> _INSTRUCTION_
Write every line of the material out exactly as shown.

(Records from a dataset)
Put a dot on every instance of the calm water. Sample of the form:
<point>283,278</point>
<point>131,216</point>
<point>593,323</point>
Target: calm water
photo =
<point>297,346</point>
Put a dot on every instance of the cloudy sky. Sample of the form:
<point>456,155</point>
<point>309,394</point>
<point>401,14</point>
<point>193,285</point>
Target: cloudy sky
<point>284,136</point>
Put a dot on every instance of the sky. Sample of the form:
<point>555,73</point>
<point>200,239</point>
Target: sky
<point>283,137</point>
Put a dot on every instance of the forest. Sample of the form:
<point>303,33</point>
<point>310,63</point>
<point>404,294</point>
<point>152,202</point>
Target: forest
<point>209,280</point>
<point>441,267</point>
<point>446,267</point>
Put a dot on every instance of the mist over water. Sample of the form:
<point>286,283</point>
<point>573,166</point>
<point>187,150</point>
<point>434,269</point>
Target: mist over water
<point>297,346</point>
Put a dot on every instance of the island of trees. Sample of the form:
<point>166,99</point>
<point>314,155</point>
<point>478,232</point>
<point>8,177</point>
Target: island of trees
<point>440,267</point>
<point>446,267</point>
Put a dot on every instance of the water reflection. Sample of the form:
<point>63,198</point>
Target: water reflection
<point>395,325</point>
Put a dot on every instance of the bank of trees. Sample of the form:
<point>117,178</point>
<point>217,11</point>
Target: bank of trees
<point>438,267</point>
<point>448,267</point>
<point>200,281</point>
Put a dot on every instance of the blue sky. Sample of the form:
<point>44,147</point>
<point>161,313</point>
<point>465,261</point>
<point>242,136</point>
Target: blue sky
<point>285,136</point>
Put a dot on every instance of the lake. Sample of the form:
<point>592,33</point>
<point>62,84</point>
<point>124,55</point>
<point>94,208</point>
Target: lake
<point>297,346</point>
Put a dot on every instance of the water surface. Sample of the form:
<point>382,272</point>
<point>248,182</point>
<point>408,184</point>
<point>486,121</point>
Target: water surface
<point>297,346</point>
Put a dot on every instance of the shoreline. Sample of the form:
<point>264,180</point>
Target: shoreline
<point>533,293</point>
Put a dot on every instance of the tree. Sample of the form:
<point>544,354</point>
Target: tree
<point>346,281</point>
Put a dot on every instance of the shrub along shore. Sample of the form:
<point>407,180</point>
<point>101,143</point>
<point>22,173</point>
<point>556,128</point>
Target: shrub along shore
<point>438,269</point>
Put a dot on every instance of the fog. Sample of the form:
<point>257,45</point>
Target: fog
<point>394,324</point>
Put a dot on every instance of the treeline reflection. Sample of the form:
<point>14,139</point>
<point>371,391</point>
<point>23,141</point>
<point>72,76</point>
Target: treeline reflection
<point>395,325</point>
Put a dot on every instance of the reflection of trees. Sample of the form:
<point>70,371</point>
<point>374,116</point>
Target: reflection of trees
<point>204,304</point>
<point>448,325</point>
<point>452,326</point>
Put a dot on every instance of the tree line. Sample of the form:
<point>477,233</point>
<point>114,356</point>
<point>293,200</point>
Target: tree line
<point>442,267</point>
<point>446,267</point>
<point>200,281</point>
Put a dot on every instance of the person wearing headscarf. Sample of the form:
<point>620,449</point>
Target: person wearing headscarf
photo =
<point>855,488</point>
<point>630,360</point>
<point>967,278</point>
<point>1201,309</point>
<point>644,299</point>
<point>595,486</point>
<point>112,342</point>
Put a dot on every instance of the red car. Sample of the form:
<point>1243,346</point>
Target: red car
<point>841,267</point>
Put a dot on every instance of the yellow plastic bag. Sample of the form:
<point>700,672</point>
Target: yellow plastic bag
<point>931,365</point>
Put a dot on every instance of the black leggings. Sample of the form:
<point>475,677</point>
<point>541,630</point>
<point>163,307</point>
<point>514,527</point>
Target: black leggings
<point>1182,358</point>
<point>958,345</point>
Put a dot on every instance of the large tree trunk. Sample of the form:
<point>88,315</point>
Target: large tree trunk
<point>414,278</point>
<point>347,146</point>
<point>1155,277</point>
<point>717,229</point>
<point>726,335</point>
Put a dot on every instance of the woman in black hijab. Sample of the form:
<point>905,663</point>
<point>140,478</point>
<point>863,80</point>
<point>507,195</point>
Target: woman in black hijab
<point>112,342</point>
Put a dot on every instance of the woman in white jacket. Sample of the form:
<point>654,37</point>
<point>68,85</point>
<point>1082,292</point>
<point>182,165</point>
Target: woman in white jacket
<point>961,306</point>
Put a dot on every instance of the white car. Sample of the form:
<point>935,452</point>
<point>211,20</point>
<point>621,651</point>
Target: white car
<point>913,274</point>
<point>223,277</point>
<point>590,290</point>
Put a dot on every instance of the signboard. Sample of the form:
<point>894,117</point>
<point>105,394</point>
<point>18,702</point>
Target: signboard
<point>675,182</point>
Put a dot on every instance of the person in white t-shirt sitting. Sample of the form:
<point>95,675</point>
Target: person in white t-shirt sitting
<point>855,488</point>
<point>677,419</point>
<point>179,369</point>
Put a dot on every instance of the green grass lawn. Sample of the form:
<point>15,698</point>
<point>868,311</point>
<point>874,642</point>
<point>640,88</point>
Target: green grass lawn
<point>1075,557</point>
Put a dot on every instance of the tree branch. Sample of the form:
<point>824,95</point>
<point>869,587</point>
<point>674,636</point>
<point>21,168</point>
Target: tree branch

> _SOLVED PROBLEM_
Put a dot on every instance of the calm water. Sample of the form:
<point>283,278</point>
<point>131,216</point>
<point>593,323</point>
Target: calm water
photo =
<point>297,346</point>
Put a dot on every instance of the cloudy sky. Sample of the form:
<point>456,155</point>
<point>309,394</point>
<point>401,14</point>
<point>193,285</point>
Target: cloudy sky
<point>284,136</point>
Put a dot on every instance of the sky. Sample of the form:
<point>555,73</point>
<point>200,239</point>
Target: sky
<point>283,137</point>
Put a dot on every instance of the forest. Sample of the form:
<point>303,33</point>
<point>310,63</point>
<point>404,294</point>
<point>152,202</point>
Target: forest
<point>209,280</point>
<point>441,267</point>
<point>446,267</point>
Put a dot on every instance of the mist over water. Sample of the form:
<point>286,283</point>
<point>573,166</point>
<point>187,150</point>
<point>434,269</point>
Target: mist over water
<point>297,346</point>
Put a dot on every instance of the island of trees. Sample of the form:
<point>166,99</point>
<point>314,155</point>
<point>478,232</point>
<point>8,177</point>
Target: island of trees
<point>440,267</point>
<point>446,267</point>
Put a dot on every instance of the water reflection. Sample of the form:
<point>63,198</point>
Target: water reflection
<point>395,325</point>
Put a dot on every instance of the bank of trees. Sample of the form:
<point>117,178</point>
<point>217,11</point>
Target: bank of trees
<point>438,267</point>
<point>448,267</point>
<point>200,281</point>
Put a dot on every instance of the blue sky. Sample of the form:
<point>44,147</point>
<point>161,313</point>
<point>465,261</point>
<point>242,136</point>
Target: blue sky
<point>285,136</point>
Put a dot on every instance of the lake. Sample of the form:
<point>592,33</point>
<point>62,84</point>
<point>124,55</point>
<point>94,208</point>
Target: lake
<point>297,346</point>
Put a dot on every instance of the water surface. Sample of the form:
<point>382,272</point>
<point>248,182</point>
<point>408,184</point>
<point>486,121</point>
Target: water surface
<point>297,346</point>
Put a dot on every instance of the shoreline. Sample of the form:
<point>264,180</point>
Target: shoreline
<point>533,293</point>
Put a dot on every instance of the tree. Sample of the form:
<point>544,354</point>
Target: tree
<point>346,281</point>
Put a dot on every instance of the shrub along shore. Sample of the form:
<point>407,180</point>
<point>101,143</point>
<point>22,173</point>
<point>556,128</point>
Target: shrub along shore
<point>438,269</point>
Put a dot on every instance of the fog. Sample of the form:
<point>257,45</point>
Target: fog
<point>394,324</point>
Put a dot on every instance of the treeline reflection. Sample of the form:
<point>14,139</point>
<point>371,391</point>
<point>23,141</point>
<point>72,76</point>
Target: treeline reflection
<point>395,325</point>
Put a dot on every instance of the reflection of trees. Sample of the form:
<point>70,371</point>
<point>374,116</point>
Target: reflection of trees
<point>204,304</point>
<point>448,325</point>
<point>452,326</point>
Put a dot on every instance of the tree line. Sample of the form:
<point>477,233</point>
<point>114,356</point>
<point>293,200</point>
Target: tree line
<point>442,267</point>
<point>446,267</point>
<point>200,281</point>
Put a dot on every instance of the person wearing headscarf. Sample of the form:
<point>620,449</point>
Target: person wearing headscarf
photo =
<point>855,488</point>
<point>630,360</point>
<point>967,278</point>
<point>1201,309</point>
<point>644,299</point>
<point>595,486</point>
<point>112,342</point>
Put a dot on every instance of the red car. Sample of the form:
<point>1243,346</point>
Target: red car
<point>841,267</point>
Put a dot on every instance of the yellow plastic bag. Sample of the form:
<point>700,672</point>
Target: yellow plastic bag
<point>931,365</point>
Put a dot on every instance of the black leggings. Sample of the form:
<point>475,677</point>
<point>541,630</point>
<point>163,307</point>
<point>514,527</point>
Target: black leggings
<point>1182,358</point>
<point>958,345</point>
Put a dot on every instance of the large tree trunk. Sample of the form:
<point>88,315</point>
Target: large tree trunk
<point>414,278</point>
<point>347,146</point>
<point>1155,277</point>
<point>717,229</point>
<point>726,335</point>
Put a dot on every instance of the woman in black hijab. Sample of the form:
<point>905,663</point>
<point>140,478</point>
<point>863,80</point>
<point>507,195</point>
Target: woman in black hijab
<point>112,342</point>
Put a dot on every instance of the woman in white jacket. Sample of the form:
<point>654,37</point>
<point>68,85</point>
<point>1082,292</point>
<point>182,165</point>
Target: woman in white jacket
<point>961,306</point>
Put a dot on every instance of the white car. Sample of the form:
<point>935,452</point>
<point>211,20</point>
<point>621,651</point>
Target: white car
<point>913,274</point>
<point>223,277</point>
<point>590,290</point>
Put a dot on every instance of the signboard. Sample of the form:
<point>894,117</point>
<point>105,394</point>
<point>18,702</point>
Target: signboard
<point>675,182</point>
Put a dot on every instance of the person in white t-shirt sitting. Sample of the form:
<point>95,675</point>
Target: person in white t-shirt sitting
<point>855,488</point>
<point>677,419</point>
<point>179,369</point>
Put a dot on every instance of the green grass lawn. Sample of the form:
<point>15,698</point>
<point>868,311</point>
<point>874,642</point>
<point>640,88</point>
Target: green grass lawn
<point>1075,557</point>
Put a dot on every instance of the tree branch. Sample of the form:
<point>824,95</point>
<point>869,587</point>
<point>674,636</point>
<point>21,168</point>
Target: tree branch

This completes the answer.